▸ Dataset rows on where objects appear:
====================

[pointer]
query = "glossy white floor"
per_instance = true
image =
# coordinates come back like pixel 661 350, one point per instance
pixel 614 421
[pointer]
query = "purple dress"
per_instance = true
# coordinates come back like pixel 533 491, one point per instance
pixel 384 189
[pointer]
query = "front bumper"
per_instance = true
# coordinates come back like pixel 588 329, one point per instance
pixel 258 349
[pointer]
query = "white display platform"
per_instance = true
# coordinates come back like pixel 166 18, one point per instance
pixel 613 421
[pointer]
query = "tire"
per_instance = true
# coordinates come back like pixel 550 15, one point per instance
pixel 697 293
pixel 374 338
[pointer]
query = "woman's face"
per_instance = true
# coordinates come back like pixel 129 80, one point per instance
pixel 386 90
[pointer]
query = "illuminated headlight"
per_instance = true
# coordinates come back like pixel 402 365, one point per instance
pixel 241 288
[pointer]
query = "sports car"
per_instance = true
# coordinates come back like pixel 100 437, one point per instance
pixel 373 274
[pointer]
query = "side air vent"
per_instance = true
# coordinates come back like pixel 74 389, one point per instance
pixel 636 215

====================

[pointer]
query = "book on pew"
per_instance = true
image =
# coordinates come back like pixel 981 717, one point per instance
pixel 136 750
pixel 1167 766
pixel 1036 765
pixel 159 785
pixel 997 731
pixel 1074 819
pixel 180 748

====================

Count how many lines of the items contain the word "query" and reply with the number alone.

10